Problem to work on: In the abstract on spreading fires, what are the two modes by which flames propagate along strips of nitrocellulose?

*** Opening of Exercise text ***

Fox JM, Whitesides GM. Proc. Natl. Acad. Sci. U. S. A. 2015; 112(8): 2378-2383.

Affiliation

Department of Chemistry and Chemical Biology, Harvard University, Cambridge, MA 02138; Wyss Institute for Biologically Inspired Engineering, Harvard University, Cambridge, MA 02138; and The Kavli Institute for Bionano Science and Technology, Harvard University, Cambridge, MA 02138 gwhitesides@gmwgroup.harvard.edu.

Copyright

(Copyright © 2015, National Academy of Sciences)

DOI

10.1073/pnas.1417043112

PMID

25675491

Abstract

Spreading fires are noisy (and potentially chaotic) systems in which transitions in dynamics are notoriously difficult to predict. As flames move through spatially heterogeneous environments, sudden shifts in temperature, wind, or topography can generate combustion instabilities, or trigger self-stabilizing feedback loops, that dramatically amplify the intensities and rates with which fires propagate. Such transitions are rarely captured by predictive models of fire behavior and, thus, complicate efforts in fire suppression. This paper describes a simple, remarkably instructive physical model for examining the eruption of small flames into intense, rapidly moving flames stabilized by feedback between wind and fire (i.e., "wind-fire coupling"-a mechanism of feedback particularly relevant to forest fires), and it presents evidence that characteristic patterns in the dynamics of spreading flames indicate when such transitions are likely to occur. In this model system, flames propagate along strips of nitrocellulose with one of two possible modes of propagation: a slow, structured mode, and a fast, unstructured mode sustained by wind-fire coupling. Experimental examination of patterns in dynamics that emerge near bifurcation points suggests that symptoms of critical slowing down (i.e., the slowed recovery of the system from perturbations as it approaches tipping points) warn of impending transitions to the unstructured mode.

*** Close of Exercise text ***
*** Opening of Stored data ***

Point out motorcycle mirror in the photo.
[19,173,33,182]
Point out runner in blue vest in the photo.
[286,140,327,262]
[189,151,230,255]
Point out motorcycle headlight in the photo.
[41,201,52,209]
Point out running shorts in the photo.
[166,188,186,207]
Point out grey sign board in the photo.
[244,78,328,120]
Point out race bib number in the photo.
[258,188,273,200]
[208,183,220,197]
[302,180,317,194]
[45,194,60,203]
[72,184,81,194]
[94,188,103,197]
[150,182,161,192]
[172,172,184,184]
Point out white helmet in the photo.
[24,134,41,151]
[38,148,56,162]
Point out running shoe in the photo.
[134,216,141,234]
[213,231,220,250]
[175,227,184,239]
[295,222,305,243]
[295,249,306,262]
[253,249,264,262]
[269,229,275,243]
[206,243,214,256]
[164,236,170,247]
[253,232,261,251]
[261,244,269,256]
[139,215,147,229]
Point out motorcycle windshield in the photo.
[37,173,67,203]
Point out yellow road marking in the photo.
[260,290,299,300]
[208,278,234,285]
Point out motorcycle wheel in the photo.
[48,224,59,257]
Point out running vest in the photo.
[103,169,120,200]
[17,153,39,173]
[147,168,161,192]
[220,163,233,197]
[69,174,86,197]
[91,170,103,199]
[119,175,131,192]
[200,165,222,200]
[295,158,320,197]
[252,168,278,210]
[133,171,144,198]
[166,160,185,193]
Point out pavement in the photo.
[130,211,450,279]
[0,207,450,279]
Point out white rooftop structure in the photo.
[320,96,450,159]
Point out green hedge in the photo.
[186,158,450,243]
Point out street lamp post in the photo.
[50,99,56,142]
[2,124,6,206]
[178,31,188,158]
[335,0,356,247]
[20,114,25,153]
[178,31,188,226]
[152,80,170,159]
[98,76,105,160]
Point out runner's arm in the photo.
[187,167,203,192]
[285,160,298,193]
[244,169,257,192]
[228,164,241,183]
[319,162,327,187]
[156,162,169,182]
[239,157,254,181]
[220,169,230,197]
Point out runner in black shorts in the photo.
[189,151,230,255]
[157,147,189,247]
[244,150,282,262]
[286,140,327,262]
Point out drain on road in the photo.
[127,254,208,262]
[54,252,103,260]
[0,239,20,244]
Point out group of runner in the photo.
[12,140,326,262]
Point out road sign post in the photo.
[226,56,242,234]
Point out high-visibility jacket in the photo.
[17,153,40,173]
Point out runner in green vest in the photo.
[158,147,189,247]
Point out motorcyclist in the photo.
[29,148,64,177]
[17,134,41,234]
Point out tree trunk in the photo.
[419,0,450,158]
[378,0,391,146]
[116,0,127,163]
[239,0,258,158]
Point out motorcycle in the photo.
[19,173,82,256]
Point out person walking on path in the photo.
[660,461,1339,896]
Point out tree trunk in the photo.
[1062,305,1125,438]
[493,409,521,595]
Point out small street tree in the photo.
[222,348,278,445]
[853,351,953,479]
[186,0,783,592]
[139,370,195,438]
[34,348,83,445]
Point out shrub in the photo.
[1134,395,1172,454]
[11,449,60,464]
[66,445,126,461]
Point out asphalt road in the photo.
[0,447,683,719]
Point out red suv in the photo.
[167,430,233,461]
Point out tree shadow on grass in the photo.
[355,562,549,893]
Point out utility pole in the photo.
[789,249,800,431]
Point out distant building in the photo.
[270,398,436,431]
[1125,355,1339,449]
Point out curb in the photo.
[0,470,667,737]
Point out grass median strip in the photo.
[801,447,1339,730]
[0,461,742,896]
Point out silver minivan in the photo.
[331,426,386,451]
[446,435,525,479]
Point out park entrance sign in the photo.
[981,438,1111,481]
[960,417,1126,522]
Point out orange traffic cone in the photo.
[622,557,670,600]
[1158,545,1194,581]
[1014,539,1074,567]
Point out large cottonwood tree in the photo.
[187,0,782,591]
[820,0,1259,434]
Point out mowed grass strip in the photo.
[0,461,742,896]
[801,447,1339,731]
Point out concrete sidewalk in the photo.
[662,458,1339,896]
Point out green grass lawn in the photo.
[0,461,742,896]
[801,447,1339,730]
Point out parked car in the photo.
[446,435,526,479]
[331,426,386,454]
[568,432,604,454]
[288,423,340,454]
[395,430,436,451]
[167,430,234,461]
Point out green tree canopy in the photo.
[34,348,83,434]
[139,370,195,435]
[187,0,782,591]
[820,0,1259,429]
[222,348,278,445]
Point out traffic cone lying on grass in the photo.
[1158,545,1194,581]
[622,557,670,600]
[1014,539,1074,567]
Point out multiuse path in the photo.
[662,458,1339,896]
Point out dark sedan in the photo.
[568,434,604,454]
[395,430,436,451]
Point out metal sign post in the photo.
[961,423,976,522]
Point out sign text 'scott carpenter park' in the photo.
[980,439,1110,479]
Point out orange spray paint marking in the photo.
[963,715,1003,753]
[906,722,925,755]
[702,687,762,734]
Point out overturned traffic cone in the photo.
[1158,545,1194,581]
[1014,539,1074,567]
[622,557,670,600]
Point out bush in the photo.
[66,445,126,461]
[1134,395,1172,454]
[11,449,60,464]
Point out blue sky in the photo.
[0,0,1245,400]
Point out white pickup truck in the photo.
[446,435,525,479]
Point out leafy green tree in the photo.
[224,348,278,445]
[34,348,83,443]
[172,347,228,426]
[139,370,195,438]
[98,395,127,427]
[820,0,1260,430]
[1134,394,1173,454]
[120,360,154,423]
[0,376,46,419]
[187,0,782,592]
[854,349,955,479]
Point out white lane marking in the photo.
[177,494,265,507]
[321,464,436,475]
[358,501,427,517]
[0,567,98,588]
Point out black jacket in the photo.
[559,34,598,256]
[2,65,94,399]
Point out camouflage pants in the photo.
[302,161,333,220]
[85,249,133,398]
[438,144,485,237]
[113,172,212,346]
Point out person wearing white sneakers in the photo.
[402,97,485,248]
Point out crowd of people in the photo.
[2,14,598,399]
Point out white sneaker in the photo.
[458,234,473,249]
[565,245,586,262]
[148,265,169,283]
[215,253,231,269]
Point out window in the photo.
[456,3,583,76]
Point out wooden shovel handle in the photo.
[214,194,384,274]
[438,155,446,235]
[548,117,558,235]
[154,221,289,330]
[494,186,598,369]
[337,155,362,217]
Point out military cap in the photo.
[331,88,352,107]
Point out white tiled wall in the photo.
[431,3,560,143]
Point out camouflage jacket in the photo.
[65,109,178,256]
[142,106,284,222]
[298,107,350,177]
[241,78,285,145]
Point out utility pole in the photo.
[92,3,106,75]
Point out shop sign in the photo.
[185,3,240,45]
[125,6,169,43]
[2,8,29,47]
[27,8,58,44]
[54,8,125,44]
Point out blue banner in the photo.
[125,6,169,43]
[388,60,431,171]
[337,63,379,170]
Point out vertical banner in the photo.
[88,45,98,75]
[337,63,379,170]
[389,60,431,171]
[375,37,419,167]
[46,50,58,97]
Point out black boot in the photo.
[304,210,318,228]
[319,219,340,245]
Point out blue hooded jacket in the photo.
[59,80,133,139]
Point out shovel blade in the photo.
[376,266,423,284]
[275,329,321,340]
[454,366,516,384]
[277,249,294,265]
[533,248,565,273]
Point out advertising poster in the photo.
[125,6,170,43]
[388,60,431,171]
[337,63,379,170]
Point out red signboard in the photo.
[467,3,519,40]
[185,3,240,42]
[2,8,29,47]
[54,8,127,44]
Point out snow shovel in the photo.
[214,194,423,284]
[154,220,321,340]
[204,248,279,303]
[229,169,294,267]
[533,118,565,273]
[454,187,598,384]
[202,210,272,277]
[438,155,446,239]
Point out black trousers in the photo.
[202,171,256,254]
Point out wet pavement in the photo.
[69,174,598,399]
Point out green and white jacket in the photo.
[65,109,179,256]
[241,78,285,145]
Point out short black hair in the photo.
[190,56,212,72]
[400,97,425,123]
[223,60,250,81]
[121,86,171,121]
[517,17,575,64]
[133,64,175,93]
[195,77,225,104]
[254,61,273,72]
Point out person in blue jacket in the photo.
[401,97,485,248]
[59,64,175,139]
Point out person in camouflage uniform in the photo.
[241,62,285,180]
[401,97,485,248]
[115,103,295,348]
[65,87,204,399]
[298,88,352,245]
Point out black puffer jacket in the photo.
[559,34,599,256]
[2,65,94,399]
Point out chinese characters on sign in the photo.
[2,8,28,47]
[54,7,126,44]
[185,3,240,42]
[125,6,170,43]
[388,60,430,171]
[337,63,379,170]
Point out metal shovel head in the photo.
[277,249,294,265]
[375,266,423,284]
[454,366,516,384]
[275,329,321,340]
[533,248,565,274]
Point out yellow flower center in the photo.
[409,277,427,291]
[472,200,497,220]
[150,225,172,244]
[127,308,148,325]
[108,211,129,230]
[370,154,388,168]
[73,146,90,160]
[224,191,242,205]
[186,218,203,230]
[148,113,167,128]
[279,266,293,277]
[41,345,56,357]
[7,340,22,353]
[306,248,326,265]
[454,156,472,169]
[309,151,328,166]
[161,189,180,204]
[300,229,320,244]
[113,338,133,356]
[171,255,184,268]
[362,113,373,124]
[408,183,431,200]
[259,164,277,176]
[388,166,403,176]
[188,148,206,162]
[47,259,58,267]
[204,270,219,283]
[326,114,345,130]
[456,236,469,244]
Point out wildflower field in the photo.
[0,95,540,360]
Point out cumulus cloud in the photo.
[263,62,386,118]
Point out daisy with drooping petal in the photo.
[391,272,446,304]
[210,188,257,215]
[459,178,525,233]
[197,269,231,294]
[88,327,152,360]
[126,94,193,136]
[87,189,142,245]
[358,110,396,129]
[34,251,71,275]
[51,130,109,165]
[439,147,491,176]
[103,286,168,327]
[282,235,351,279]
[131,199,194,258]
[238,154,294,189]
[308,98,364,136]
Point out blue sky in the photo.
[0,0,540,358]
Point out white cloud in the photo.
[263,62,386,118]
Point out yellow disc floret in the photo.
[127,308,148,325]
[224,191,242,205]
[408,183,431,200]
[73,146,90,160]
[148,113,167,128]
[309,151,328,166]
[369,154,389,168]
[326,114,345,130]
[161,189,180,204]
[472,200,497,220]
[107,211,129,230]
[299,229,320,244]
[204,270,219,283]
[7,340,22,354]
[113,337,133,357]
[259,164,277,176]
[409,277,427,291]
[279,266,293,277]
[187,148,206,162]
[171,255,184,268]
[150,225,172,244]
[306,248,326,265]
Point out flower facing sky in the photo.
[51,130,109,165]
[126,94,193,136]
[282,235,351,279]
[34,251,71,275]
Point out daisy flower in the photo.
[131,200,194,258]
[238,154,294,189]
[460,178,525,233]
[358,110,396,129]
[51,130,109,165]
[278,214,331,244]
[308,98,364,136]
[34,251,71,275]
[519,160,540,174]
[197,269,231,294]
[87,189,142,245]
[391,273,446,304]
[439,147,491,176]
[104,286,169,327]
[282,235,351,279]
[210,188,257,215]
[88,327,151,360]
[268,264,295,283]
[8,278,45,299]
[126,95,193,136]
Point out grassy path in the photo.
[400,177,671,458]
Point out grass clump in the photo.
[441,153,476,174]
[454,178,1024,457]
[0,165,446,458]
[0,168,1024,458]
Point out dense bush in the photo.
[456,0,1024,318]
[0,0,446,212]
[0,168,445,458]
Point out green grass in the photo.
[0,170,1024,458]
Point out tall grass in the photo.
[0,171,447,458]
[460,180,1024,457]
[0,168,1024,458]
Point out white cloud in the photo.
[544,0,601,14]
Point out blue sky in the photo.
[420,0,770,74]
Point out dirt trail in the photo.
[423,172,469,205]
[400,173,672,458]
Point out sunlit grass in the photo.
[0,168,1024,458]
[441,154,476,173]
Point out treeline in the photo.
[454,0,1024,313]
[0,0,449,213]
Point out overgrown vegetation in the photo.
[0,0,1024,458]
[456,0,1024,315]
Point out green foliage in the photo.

*** Close of Stored data ***

Finished exercise: A slow, structured mode and a fast, unstructured mode sustained by wind-fire coupling.